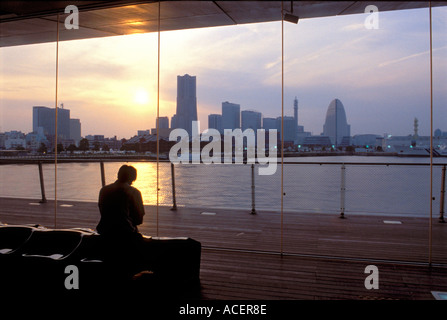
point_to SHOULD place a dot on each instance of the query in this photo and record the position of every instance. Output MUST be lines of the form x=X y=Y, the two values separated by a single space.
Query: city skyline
x=382 y=76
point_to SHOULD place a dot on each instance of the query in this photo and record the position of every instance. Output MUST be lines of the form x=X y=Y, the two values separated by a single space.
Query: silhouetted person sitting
x=122 y=210
x=121 y=205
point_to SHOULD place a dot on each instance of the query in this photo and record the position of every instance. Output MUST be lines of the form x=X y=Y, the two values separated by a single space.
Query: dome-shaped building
x=336 y=126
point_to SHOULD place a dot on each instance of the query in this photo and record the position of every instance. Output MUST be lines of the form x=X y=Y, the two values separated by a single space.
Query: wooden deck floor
x=324 y=256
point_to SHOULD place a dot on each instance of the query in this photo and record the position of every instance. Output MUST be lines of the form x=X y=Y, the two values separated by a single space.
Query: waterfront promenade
x=324 y=257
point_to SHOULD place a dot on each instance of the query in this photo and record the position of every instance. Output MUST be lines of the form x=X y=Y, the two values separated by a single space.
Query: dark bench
x=33 y=257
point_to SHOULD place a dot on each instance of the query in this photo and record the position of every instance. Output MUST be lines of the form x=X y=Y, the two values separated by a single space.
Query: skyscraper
x=75 y=130
x=46 y=118
x=251 y=120
x=163 y=121
x=289 y=126
x=186 y=103
x=336 y=126
x=269 y=123
x=295 y=110
x=231 y=115
x=215 y=122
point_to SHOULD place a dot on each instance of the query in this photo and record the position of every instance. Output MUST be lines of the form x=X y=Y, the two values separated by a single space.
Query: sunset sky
x=381 y=76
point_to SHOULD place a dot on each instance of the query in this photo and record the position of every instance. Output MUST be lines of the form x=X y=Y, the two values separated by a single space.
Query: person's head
x=127 y=174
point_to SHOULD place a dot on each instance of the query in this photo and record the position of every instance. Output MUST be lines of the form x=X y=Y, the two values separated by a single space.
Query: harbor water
x=374 y=185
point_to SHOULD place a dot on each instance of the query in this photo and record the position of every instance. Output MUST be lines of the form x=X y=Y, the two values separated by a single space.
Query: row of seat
x=33 y=256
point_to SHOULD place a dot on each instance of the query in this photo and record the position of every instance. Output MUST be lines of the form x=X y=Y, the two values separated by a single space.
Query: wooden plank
x=231 y=269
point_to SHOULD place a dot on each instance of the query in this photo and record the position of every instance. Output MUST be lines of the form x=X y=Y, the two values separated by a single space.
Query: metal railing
x=343 y=181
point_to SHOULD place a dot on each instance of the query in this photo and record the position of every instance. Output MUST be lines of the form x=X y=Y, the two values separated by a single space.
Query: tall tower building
x=75 y=130
x=215 y=122
x=231 y=115
x=251 y=120
x=295 y=110
x=336 y=126
x=186 y=103
x=46 y=118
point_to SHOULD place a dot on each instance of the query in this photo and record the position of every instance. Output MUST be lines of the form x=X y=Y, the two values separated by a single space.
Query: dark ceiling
x=28 y=22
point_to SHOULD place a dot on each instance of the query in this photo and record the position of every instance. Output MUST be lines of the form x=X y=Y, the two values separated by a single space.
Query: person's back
x=120 y=205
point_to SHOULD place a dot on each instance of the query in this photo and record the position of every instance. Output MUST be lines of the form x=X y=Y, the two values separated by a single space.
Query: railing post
x=441 y=204
x=103 y=177
x=42 y=186
x=342 y=191
x=253 y=211
x=174 y=203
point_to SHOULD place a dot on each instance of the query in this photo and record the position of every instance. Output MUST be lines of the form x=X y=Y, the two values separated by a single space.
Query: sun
x=141 y=96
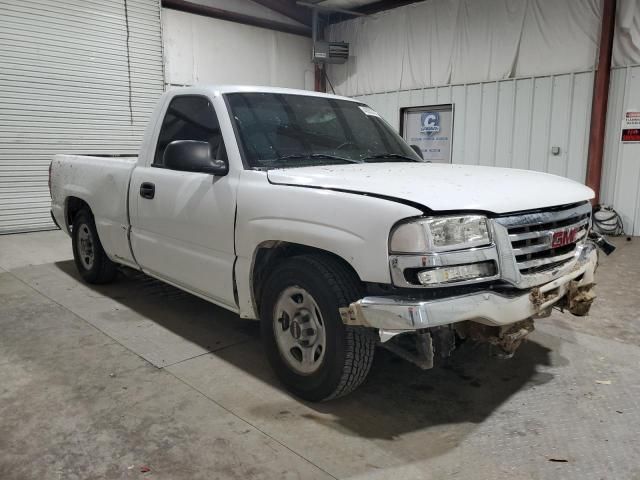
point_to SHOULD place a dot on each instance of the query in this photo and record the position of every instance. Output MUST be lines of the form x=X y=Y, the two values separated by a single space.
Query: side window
x=190 y=117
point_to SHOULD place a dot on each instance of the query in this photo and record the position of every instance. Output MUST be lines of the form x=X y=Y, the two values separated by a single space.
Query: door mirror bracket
x=193 y=156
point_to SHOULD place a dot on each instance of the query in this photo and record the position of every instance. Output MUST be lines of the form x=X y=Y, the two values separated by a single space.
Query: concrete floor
x=105 y=382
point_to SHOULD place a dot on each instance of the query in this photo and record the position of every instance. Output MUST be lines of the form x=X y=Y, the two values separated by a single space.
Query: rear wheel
x=91 y=260
x=312 y=352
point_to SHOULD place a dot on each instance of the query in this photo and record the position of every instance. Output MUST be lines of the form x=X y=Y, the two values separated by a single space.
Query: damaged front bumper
x=397 y=314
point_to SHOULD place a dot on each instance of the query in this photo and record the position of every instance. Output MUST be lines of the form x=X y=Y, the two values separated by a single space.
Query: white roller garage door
x=76 y=76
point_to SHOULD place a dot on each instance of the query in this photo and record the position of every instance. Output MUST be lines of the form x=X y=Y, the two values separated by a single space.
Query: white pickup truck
x=307 y=211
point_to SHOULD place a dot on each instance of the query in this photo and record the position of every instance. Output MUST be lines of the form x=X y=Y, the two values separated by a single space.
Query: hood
x=443 y=186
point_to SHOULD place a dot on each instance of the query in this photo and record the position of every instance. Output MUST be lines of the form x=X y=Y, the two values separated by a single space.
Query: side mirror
x=193 y=156
x=417 y=150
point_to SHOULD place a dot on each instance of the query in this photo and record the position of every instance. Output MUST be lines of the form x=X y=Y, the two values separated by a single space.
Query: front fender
x=352 y=226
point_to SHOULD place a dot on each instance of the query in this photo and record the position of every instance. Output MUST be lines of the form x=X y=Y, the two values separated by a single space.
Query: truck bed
x=101 y=181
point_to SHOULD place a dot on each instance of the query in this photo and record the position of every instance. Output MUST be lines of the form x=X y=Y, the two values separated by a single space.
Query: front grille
x=532 y=237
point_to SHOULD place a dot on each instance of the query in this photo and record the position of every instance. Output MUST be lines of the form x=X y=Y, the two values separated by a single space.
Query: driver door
x=182 y=221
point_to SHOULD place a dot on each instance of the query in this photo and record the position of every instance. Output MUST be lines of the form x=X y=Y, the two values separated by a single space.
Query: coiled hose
x=607 y=221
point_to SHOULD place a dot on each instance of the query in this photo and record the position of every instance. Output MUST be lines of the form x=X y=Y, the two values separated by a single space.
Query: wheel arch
x=73 y=205
x=268 y=253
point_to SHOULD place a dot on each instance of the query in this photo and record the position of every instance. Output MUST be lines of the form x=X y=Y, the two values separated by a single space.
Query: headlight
x=438 y=234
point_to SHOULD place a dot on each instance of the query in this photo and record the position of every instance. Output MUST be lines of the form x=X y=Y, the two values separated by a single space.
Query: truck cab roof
x=223 y=89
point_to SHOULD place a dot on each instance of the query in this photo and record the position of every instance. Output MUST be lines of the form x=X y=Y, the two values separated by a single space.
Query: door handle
x=147 y=190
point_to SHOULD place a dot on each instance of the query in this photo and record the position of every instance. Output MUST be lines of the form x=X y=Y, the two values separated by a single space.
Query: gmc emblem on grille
x=564 y=237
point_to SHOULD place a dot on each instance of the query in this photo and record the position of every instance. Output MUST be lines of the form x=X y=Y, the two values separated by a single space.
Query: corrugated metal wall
x=621 y=172
x=76 y=76
x=510 y=123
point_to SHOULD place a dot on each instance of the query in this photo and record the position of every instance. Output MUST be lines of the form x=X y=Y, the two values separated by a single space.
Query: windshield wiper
x=389 y=156
x=319 y=156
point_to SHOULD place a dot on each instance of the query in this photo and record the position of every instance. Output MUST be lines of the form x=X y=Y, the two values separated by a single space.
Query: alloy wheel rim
x=299 y=330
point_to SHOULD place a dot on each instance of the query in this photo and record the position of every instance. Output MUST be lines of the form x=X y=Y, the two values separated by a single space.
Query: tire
x=347 y=353
x=91 y=260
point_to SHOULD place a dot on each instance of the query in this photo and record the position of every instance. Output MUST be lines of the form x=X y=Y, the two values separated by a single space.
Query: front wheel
x=90 y=258
x=312 y=352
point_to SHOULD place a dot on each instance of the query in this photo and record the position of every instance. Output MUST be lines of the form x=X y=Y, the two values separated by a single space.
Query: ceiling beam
x=236 y=17
x=372 y=8
x=382 y=5
x=288 y=8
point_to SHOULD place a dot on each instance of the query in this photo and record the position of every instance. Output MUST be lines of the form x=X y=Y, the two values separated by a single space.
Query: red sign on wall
x=631 y=127
x=631 y=134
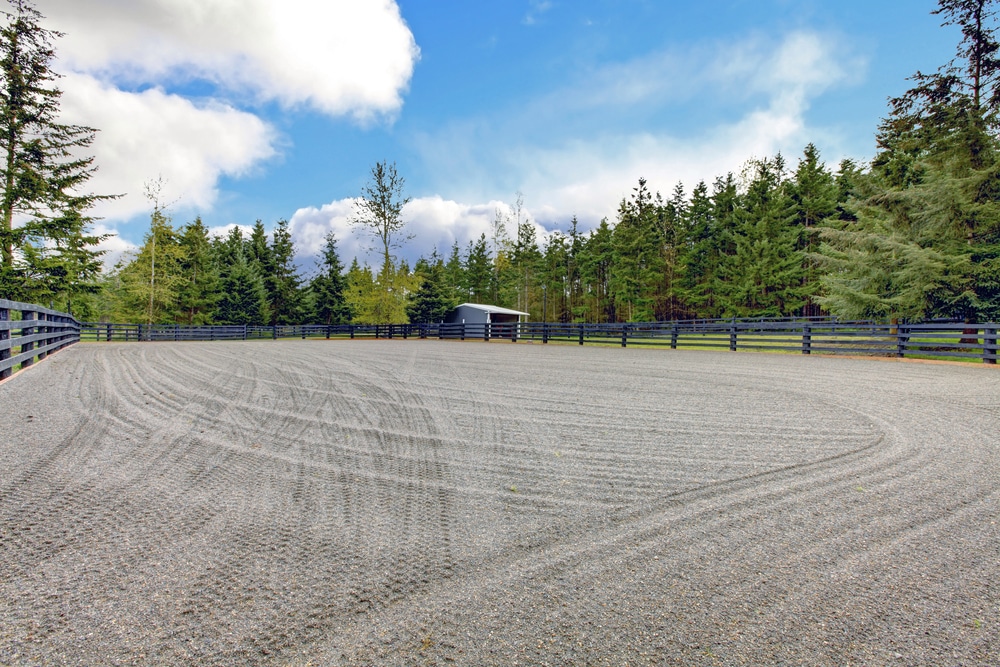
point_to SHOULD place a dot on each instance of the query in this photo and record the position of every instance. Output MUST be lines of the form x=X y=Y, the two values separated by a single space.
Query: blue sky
x=266 y=109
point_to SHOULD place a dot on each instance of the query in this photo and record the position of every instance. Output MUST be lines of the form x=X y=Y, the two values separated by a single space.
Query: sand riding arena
x=432 y=503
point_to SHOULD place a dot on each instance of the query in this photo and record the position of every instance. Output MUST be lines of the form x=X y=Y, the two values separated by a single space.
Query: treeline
x=770 y=242
x=913 y=235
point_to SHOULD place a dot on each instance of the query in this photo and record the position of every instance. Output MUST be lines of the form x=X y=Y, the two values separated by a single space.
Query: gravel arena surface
x=432 y=503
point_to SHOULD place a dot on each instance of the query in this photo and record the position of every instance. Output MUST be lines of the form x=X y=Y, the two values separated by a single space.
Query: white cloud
x=113 y=246
x=535 y=10
x=757 y=94
x=336 y=57
x=434 y=222
x=152 y=133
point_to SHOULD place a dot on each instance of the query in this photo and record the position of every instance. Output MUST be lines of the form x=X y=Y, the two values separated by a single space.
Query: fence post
x=901 y=340
x=42 y=330
x=27 y=331
x=990 y=346
x=5 y=335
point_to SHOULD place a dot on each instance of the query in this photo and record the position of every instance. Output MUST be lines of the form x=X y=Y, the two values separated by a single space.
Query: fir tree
x=42 y=176
x=432 y=300
x=199 y=291
x=329 y=287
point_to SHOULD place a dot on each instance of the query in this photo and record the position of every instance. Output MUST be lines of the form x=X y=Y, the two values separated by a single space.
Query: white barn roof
x=492 y=309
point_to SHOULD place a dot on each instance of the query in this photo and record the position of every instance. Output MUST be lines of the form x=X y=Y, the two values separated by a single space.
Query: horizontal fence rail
x=820 y=335
x=29 y=333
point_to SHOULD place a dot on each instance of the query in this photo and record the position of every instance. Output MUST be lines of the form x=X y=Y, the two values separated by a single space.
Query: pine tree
x=244 y=299
x=922 y=239
x=762 y=276
x=283 y=284
x=638 y=267
x=432 y=300
x=478 y=274
x=329 y=288
x=596 y=258
x=199 y=291
x=42 y=176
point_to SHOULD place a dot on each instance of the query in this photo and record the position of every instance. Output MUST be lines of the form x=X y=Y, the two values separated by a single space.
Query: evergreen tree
x=700 y=254
x=199 y=291
x=432 y=300
x=923 y=236
x=329 y=288
x=283 y=284
x=454 y=270
x=813 y=193
x=762 y=277
x=244 y=299
x=638 y=262
x=525 y=259
x=42 y=175
x=596 y=258
x=150 y=283
x=478 y=274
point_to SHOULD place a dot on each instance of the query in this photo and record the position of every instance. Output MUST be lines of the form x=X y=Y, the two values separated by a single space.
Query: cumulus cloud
x=756 y=94
x=151 y=133
x=339 y=58
x=113 y=246
x=435 y=224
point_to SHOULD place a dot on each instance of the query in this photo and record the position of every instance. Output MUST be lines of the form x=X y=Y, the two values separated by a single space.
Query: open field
x=425 y=502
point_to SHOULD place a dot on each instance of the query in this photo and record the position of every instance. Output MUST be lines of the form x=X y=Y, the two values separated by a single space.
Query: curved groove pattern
x=356 y=503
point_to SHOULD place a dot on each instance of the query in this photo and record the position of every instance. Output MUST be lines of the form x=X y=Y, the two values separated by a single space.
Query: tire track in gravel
x=420 y=503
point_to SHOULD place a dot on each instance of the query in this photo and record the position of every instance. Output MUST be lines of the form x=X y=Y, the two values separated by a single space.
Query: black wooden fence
x=34 y=331
x=804 y=335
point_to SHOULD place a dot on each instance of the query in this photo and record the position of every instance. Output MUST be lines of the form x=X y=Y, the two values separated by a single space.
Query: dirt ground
x=432 y=503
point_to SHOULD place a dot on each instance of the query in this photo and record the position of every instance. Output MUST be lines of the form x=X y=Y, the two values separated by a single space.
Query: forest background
x=912 y=235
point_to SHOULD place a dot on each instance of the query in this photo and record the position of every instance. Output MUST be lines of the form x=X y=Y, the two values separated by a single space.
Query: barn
x=478 y=313
x=502 y=321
::::
WHAT NEEDS TO BE DONE: Please list each line of the records above that contains the string "roof". Case counts.

FULL ANSWER:
Query: truck cab roof
Query: white barn roof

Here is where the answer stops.